Stored entries
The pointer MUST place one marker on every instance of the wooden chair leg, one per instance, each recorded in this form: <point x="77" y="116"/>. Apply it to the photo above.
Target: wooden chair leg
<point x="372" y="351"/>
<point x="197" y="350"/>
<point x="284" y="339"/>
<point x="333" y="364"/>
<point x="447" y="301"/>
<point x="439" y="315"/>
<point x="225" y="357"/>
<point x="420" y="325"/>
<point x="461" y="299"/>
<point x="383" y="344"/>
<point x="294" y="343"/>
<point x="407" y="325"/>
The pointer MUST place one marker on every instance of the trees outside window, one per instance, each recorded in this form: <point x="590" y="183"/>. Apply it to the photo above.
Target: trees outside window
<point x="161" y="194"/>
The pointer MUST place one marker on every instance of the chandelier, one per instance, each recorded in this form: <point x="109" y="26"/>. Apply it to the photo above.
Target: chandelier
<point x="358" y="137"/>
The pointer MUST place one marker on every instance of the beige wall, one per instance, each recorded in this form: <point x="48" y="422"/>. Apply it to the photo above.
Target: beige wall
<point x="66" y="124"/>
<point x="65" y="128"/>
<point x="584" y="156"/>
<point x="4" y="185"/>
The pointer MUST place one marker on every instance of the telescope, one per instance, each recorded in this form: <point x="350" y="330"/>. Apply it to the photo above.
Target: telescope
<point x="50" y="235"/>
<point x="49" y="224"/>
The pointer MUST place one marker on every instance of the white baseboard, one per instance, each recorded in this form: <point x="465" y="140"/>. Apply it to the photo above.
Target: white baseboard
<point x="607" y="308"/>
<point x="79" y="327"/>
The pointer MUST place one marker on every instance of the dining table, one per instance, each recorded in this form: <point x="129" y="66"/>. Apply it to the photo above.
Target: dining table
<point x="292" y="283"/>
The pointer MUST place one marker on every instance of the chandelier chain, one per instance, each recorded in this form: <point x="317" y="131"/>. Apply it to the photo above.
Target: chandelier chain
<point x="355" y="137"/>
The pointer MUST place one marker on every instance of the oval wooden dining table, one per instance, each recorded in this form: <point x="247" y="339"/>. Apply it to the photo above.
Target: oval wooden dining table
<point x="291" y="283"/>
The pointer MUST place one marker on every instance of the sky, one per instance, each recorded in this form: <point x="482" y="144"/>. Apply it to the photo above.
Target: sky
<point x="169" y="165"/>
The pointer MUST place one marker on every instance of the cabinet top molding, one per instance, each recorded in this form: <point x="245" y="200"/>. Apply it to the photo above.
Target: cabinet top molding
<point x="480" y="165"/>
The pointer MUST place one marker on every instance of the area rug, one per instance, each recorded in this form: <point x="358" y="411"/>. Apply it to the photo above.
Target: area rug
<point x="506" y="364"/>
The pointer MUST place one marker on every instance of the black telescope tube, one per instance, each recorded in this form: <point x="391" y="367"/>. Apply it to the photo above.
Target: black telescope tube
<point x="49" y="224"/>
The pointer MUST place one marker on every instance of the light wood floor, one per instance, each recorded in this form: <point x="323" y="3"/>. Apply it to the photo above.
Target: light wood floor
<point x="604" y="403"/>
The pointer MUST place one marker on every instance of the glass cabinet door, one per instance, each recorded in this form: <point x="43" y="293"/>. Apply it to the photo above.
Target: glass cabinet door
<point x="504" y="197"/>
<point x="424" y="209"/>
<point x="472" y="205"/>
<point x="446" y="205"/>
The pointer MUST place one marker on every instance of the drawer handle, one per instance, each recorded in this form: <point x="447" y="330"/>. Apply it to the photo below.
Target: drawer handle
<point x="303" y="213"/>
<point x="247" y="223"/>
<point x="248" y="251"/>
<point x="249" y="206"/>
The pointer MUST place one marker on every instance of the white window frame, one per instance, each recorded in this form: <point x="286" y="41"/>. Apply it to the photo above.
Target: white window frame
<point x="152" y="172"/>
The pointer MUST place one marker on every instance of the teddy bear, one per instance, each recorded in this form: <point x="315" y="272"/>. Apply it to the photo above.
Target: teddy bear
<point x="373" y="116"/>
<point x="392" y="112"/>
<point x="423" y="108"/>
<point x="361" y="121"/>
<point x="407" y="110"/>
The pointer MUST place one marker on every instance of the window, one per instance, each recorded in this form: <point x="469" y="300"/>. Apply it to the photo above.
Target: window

What to do: Copy all of the material above word for word, from the first line to the last.

Solved problem:
The pointer MUST place one marker on every instance of the wooden chair leg, one per instance, each recorded in this form: <point x="77" y="116"/>. Apply it to the photo above.
Target: wooden chair leg
<point x="372" y="351"/>
<point x="197" y="350"/>
<point x="284" y="339"/>
<point x="333" y="364"/>
<point x="447" y="301"/>
<point x="439" y="315"/>
<point x="225" y="357"/>
<point x="420" y="325"/>
<point x="461" y="299"/>
<point x="383" y="344"/>
<point x="294" y="343"/>
<point x="407" y="325"/>
The pointer MUST place one marker on every instance of the trees outside window, one per instance, each recorded in this form: <point x="590" y="183"/>. Apply it to the photo above.
Target: trees outside window
<point x="161" y="194"/>
The pointer MUST place one marker on every instance of the chandelier, one per instance, each recorded in this form: <point x="109" y="26"/>. Apply it to the photo above.
Target: chandelier
<point x="358" y="137"/>
The pointer MUST place one marker on every instance of the beige wall, one per instance, each recorded in this form: <point x="48" y="422"/>. Apply it to the photo above.
Target: beige wall
<point x="66" y="124"/>
<point x="65" y="128"/>
<point x="584" y="156"/>
<point x="4" y="185"/>
The pointer MUST place one marker on every instance of the telescope, one per instance, each recorded in this form: <point x="350" y="330"/>. Apply it to the photo above.
Target: telescope
<point x="50" y="235"/>
<point x="49" y="224"/>
The pointer MUST place one marker on every instance of the white baseboard, one per instance, each recorded in this form: <point x="465" y="140"/>. Apply it to the photo above.
Target: white baseboard
<point x="607" y="308"/>
<point x="79" y="327"/>
The pointer MUST place one marker on every instance of the dining table, one per instance, each recorded in this form: <point x="129" y="66"/>. Apply it to the photo above.
Target: dining table
<point x="292" y="283"/>
The pointer MUST place one marker on every instance of the chandelier chain, one per instance, each recorded in this form: <point x="317" y="131"/>. Apply it to the photo above.
Target: chandelier chain
<point x="355" y="137"/>
The pointer MUST place one marker on every instance of the oval wooden dining table, one per instance, each recorded in this form: <point x="247" y="339"/>. Apply it to the photo above.
Target: oval wooden dining table
<point x="291" y="283"/>
The pointer MUST place one marker on every instance of the sky, one per instance, each recorded in this form: <point x="482" y="144"/>. Apply it to the photo above.
Target: sky
<point x="169" y="165"/>
The pointer MUST place one marker on every instance of the cabinet top molding, one per instance, each recorded in this form: <point x="245" y="200"/>. Apply it to the photo above.
Target: cabinet top molding
<point x="480" y="165"/>
The pointer MUST place one marker on every instance of the area rug, one per instance, each recorded in this form: <point x="358" y="411"/>. Apply it to the photo above.
Target: area rug
<point x="506" y="364"/>
The pointer MUST place one marker on every instance of the black telescope tube, one per instance, each recorded in this form: <point x="391" y="367"/>. Apply it to the photo above.
Target: black telescope tube
<point x="49" y="224"/>
The pointer MUST place one marker on every instance of the light wood floor, one per instance, each recorded in this form: <point x="323" y="3"/>. Apply it to the photo above.
Target: light wood floor
<point x="604" y="403"/>
The pointer MUST place one marker on every instance of the glass cabinet door, one per instance, each recorded in this form: <point x="43" y="293"/>. Apply it to the photo above.
Target: glass cabinet door
<point x="504" y="197"/>
<point x="424" y="209"/>
<point x="472" y="205"/>
<point x="446" y="205"/>
The pointer MUST place one marker on every instance of the drawer handle, one per instance, each recorded in this form: <point x="447" y="330"/>. Apply it to the photo below.
Target: drawer handle
<point x="303" y="213"/>
<point x="247" y="223"/>
<point x="248" y="251"/>
<point x="249" y="206"/>
The pointer MUST place one marker on every instance of the white window frame, one per instance, each recorded in this form: <point x="286" y="41"/>. Apply it to the photo above.
Target: white window frame
<point x="152" y="172"/>
The pointer MUST place one marker on every instance of the teddy bear, one per instance, each recorded in this form: <point x="315" y="272"/>. Apply it to the photo above.
Target: teddy bear
<point x="373" y="116"/>
<point x="392" y="112"/>
<point x="423" y="108"/>
<point x="361" y="121"/>
<point x="407" y="110"/>
The pointer MUST place one marker on every instance of the window, one per instance, each recorded in this form: <point x="469" y="300"/>. Apply it to the photo above.
Target: window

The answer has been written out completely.